**SHORT TASK**
Reproduce every line of the records below verbatim, with each character, space and line break unchanged.

**DATASET EXCERPTS**

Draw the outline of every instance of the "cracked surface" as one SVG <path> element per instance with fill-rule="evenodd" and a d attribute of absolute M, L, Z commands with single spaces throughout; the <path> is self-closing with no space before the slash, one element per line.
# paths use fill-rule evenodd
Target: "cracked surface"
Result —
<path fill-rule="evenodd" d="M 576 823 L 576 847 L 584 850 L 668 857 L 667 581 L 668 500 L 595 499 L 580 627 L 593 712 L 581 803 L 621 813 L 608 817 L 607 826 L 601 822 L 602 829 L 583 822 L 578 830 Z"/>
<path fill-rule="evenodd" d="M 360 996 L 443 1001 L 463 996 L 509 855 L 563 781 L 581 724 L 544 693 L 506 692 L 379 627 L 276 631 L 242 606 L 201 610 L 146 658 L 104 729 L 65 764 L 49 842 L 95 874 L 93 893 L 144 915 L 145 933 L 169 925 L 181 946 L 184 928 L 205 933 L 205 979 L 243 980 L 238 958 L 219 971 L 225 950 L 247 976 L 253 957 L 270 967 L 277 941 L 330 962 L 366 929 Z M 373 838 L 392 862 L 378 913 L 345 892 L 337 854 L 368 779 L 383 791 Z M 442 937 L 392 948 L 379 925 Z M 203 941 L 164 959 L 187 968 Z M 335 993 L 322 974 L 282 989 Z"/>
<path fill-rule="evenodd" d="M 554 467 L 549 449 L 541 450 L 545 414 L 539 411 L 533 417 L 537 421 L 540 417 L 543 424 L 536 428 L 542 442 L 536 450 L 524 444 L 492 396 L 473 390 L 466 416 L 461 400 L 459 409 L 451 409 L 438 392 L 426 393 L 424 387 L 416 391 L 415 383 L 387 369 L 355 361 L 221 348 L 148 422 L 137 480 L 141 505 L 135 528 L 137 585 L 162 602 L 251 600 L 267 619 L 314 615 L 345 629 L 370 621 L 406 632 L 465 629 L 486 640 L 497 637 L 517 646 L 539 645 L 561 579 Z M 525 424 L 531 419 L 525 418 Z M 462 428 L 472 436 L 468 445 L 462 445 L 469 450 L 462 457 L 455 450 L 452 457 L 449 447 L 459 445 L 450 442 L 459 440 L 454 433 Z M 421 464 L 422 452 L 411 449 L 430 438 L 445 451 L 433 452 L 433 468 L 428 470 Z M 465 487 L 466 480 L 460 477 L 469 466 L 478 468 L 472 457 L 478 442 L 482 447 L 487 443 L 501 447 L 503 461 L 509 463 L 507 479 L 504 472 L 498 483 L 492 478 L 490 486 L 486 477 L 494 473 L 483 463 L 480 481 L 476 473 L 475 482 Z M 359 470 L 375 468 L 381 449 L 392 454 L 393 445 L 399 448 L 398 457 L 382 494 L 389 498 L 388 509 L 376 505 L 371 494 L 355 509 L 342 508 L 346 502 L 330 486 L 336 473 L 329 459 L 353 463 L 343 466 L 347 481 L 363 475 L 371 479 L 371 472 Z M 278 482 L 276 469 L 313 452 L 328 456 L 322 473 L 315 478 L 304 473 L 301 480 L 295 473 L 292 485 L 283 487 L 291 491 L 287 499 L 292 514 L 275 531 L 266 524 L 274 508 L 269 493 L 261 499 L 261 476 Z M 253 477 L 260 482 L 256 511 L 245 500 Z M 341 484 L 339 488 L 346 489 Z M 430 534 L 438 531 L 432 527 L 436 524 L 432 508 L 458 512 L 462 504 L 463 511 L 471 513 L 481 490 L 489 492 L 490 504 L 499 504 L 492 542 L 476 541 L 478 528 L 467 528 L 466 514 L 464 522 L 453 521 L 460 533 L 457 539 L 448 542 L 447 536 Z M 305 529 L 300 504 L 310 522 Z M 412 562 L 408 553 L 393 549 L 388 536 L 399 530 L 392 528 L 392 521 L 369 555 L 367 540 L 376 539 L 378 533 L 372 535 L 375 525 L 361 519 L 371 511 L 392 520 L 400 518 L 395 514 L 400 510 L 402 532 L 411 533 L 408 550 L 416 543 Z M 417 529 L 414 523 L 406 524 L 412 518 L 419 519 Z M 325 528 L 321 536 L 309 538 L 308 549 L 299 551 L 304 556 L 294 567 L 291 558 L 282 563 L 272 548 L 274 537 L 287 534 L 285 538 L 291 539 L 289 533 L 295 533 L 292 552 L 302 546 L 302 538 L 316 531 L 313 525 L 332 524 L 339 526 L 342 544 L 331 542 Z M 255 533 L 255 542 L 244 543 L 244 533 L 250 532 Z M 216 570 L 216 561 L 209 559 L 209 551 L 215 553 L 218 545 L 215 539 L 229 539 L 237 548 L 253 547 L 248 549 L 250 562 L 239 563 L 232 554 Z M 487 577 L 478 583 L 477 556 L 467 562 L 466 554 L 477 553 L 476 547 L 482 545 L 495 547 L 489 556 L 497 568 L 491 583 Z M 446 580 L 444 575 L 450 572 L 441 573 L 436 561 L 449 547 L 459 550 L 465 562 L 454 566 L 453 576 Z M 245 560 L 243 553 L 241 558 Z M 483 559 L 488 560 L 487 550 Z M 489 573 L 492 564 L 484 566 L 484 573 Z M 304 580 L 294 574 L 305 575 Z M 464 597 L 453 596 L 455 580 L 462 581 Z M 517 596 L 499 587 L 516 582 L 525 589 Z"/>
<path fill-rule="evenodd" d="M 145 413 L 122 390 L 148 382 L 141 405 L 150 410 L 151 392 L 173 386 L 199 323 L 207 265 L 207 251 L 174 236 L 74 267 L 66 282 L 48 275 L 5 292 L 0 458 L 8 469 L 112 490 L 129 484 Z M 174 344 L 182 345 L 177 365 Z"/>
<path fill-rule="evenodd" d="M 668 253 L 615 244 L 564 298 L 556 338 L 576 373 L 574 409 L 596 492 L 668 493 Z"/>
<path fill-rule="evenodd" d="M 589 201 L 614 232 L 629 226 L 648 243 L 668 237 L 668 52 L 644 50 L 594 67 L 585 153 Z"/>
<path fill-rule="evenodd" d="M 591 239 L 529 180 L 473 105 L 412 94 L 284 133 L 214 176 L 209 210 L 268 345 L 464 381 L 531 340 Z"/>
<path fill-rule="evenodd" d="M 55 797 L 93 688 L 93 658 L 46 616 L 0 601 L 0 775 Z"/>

**EXPECTED ANSWER**
Draw the outline of every instance of the "cracked surface" as one SVG <path> element per instance with fill-rule="evenodd" and a d attribute of absolute M, L, Z commands with single spaces throughout; the <path> is self-closing with no space before the slash, one element per line.
# paths use fill-rule evenodd
Target: "cracked surface"
Result —
<path fill-rule="evenodd" d="M 576 823 L 576 847 L 584 850 L 668 857 L 667 581 L 668 500 L 595 499 L 580 627 L 593 712 L 581 803 L 621 813 L 608 817 L 607 826 L 601 822 L 602 829 L 583 822 L 578 830 Z"/>
<path fill-rule="evenodd" d="M 360 996 L 443 1001 L 463 996 L 509 855 L 563 781 L 581 724 L 544 693 L 506 692 L 379 627 L 276 631 L 242 606 L 201 610 L 146 658 L 104 729 L 65 764 L 49 842 L 95 874 L 93 893 L 144 915 L 145 933 L 169 925 L 181 946 L 184 928 L 205 933 L 205 979 L 243 980 L 238 958 L 219 971 L 225 950 L 247 976 L 253 957 L 270 967 L 277 941 L 330 962 L 366 929 Z M 373 838 L 392 862 L 378 913 L 345 892 L 337 854 L 368 779 L 383 791 Z M 442 937 L 392 948 L 379 925 Z M 203 941 L 164 959 L 187 968 Z M 335 993 L 322 974 L 282 989 Z"/>
<path fill-rule="evenodd" d="M 554 467 L 549 449 L 541 450 L 545 414 L 539 411 L 533 417 L 537 421 L 540 417 L 543 424 L 536 428 L 542 442 L 536 450 L 524 444 L 492 396 L 473 390 L 466 416 L 461 400 L 459 409 L 451 409 L 438 392 L 426 393 L 424 387 L 416 391 L 415 383 L 387 369 L 355 361 L 221 348 L 148 422 L 137 480 L 141 505 L 135 528 L 137 585 L 162 602 L 251 600 L 267 619 L 314 615 L 345 629 L 370 621 L 406 632 L 465 629 L 486 640 L 497 637 L 517 646 L 539 645 L 561 579 Z M 525 424 L 531 419 L 525 418 Z M 462 428 L 472 436 L 468 445 L 462 445 L 469 450 L 462 457 L 455 450 L 452 457 L 449 447 L 459 445 L 450 442 L 459 440 L 454 433 Z M 421 464 L 422 452 L 411 449 L 430 438 L 445 451 L 433 452 L 433 468 L 428 470 Z M 465 487 L 466 480 L 460 477 L 469 466 L 478 468 L 472 457 L 478 442 L 482 447 L 487 443 L 501 447 L 503 461 L 509 463 L 507 479 L 504 472 L 498 483 L 492 478 L 490 486 L 486 477 L 494 473 L 483 463 L 480 481 L 476 473 L 475 482 Z M 359 470 L 375 468 L 381 449 L 392 454 L 393 445 L 399 448 L 398 457 L 382 494 L 389 498 L 388 509 L 376 505 L 371 494 L 355 509 L 342 508 L 346 502 L 330 486 L 336 473 L 329 459 L 353 463 L 343 466 L 347 481 L 363 475 L 371 479 L 371 472 Z M 278 482 L 276 469 L 313 452 L 328 456 L 322 473 L 315 478 L 304 473 L 301 480 L 295 473 L 292 485 L 283 487 L 291 491 L 287 499 L 292 514 L 275 531 L 266 524 L 274 508 L 269 493 L 261 499 L 261 476 Z M 253 477 L 260 482 L 256 511 L 245 500 Z M 341 484 L 339 488 L 346 489 Z M 430 534 L 438 531 L 432 527 L 436 524 L 432 508 L 458 512 L 462 504 L 463 511 L 471 513 L 481 490 L 489 492 L 490 504 L 499 504 L 492 542 L 476 541 L 478 528 L 467 528 L 466 514 L 464 522 L 453 521 L 460 533 L 457 539 L 448 542 L 447 536 Z M 305 529 L 300 504 L 310 522 Z M 412 562 L 408 553 L 393 549 L 388 536 L 399 530 L 392 528 L 392 521 L 369 555 L 367 540 L 376 539 L 378 533 L 372 535 L 375 525 L 361 519 L 371 511 L 392 520 L 400 518 L 395 514 L 400 510 L 402 532 L 411 533 L 408 550 L 416 543 Z M 417 529 L 414 523 L 406 524 L 412 518 L 419 519 Z M 325 528 L 321 536 L 309 538 L 308 549 L 299 551 L 304 556 L 294 567 L 291 558 L 282 563 L 272 548 L 274 537 L 287 534 L 285 538 L 291 539 L 289 533 L 295 533 L 292 552 L 302 546 L 302 538 L 316 531 L 313 525 L 332 524 L 339 526 L 342 544 L 331 542 Z M 255 533 L 255 542 L 244 543 L 244 533 L 250 532 Z M 216 570 L 216 561 L 209 559 L 209 551 L 215 553 L 218 545 L 215 539 L 229 539 L 237 548 L 253 547 L 248 549 L 250 562 L 239 563 L 232 554 Z M 487 577 L 478 583 L 477 556 L 467 562 L 466 554 L 477 553 L 476 547 L 482 545 L 495 547 L 489 556 L 497 568 L 491 583 Z M 446 580 L 444 575 L 450 572 L 441 573 L 436 561 L 449 547 L 459 550 L 465 562 L 454 566 L 453 576 Z M 245 560 L 243 553 L 241 558 Z M 483 559 L 488 560 L 487 550 Z M 489 573 L 492 564 L 484 566 L 484 573 Z M 304 580 L 294 574 L 305 575 Z M 464 597 L 453 596 L 455 580 L 462 581 Z M 517 596 L 499 587 L 516 582 L 525 589 Z"/>
<path fill-rule="evenodd" d="M 145 413 L 122 390 L 148 382 L 141 405 L 150 410 L 151 392 L 173 386 L 199 323 L 207 265 L 207 251 L 174 236 L 74 267 L 66 282 L 48 275 L 5 292 L 0 458 L 8 469 L 112 490 L 129 484 Z M 174 344 L 182 345 L 177 365 Z"/>
<path fill-rule="evenodd" d="M 668 253 L 615 244 L 564 298 L 556 338 L 576 373 L 574 409 L 596 492 L 668 493 Z"/>
<path fill-rule="evenodd" d="M 589 201 L 614 232 L 629 226 L 648 243 L 668 237 L 668 52 L 644 50 L 594 67 L 585 153 Z"/>
<path fill-rule="evenodd" d="M 591 239 L 529 180 L 473 105 L 412 94 L 284 133 L 214 176 L 209 210 L 268 345 L 464 381 L 531 340 Z"/>
<path fill-rule="evenodd" d="M 55 797 L 93 688 L 93 658 L 46 616 L 0 601 L 0 775 Z"/>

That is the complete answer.